***** Data shown *****

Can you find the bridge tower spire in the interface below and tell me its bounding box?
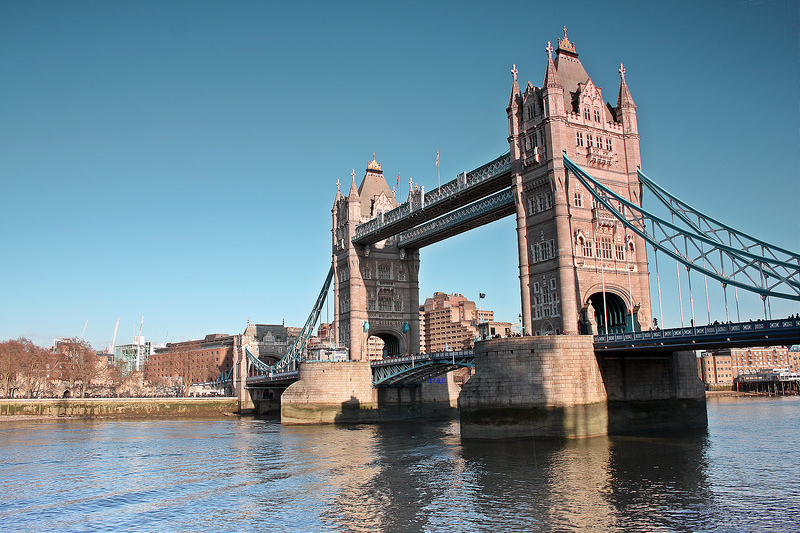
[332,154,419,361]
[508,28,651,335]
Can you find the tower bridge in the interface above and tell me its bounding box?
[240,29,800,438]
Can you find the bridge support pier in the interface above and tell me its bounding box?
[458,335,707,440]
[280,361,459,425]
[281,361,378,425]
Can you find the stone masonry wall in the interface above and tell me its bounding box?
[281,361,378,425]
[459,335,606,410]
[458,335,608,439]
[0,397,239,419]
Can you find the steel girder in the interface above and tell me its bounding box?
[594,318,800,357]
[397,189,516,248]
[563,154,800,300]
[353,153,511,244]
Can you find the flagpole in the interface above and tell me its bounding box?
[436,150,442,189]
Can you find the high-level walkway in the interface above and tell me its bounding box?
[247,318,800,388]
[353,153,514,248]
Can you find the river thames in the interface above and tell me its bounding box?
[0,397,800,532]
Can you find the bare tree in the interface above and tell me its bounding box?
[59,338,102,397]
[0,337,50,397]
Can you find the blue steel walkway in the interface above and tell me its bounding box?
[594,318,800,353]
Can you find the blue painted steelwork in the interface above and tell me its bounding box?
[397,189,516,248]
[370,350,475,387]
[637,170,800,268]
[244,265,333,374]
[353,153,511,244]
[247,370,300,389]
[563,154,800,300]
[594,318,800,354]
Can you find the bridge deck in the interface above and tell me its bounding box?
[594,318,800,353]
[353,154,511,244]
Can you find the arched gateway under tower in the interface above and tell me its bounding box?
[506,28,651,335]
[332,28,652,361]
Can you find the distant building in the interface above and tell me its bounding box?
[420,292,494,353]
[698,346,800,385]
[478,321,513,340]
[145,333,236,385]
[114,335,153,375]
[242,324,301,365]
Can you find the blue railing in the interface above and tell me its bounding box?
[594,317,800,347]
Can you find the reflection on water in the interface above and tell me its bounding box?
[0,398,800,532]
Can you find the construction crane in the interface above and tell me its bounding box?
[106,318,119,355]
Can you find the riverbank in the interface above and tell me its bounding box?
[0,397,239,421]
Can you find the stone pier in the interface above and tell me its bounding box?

*****

Exercise details => Rewrite all the items above with "interface" switched to "image" wherever it appears and every other line left as it is. Don't include the pictures.

Correct response =>
Can you find the bridge tower spire in the image below and tell me its bounding box?
[332,154,419,361]
[508,28,651,335]
Can you find the tower bridge in the image above and tell me its bounding box?
[240,29,800,438]
Can you find the bridge support pier in the image above and tell me its bounding box?
[458,335,707,440]
[280,361,459,425]
[281,361,378,425]
Can you find the stone masonry wall in the image above and tell me its bounding box?
[281,361,378,425]
[459,335,606,410]
[458,335,608,439]
[0,397,239,419]
Can you find the steel girder in the image above and tell me its bounding box?
[594,318,800,357]
[397,189,516,248]
[563,154,800,300]
[353,153,511,244]
Can you find the flagpole in the image above and tell me its bounding box?
[436,150,442,189]
Can you find the high-level walkway in the image above and tell me its bounding box?
[247,318,800,388]
[353,153,514,248]
Can you find the river thames in the image above and tell me its bounding box?
[0,397,800,532]
Can you find the bare tree in the image above and tell me its bounding box?
[59,338,102,397]
[0,337,50,397]
Can you find the blue steel walkway in the image above and tell me its bounding box?
[594,318,800,353]
Can you find the blue painted steelwork in the image above and tell me its bounding box?
[397,189,516,248]
[370,350,475,387]
[637,170,800,268]
[244,265,333,374]
[353,153,511,244]
[247,370,300,389]
[563,154,800,300]
[594,318,800,354]
Can you find the bridge deck in the image above and tell me its bounding box?
[594,318,800,353]
[353,154,511,244]
Can you find the arched gateway under tower in the image above and tell me its bounding box?
[506,28,651,335]
[332,28,652,361]
Can you find the distant building in the image above and tell me its bounding box?
[420,292,494,353]
[698,346,800,385]
[478,321,513,340]
[145,333,236,385]
[114,335,153,375]
[242,324,301,365]
Can you find the blue railing in the image above and tell me its bounding box?
[594,317,800,347]
Can you find the reflection on water in the image above and tell me its bounding box?
[0,398,800,532]
Can you find the construction crane in the image above and tell me its bounding box?
[106,318,119,355]
Can you find the riverbank in the image above and tell me its bounding box?
[0,397,239,421]
Can you find the stone pier in the image above and tell me its bounding box?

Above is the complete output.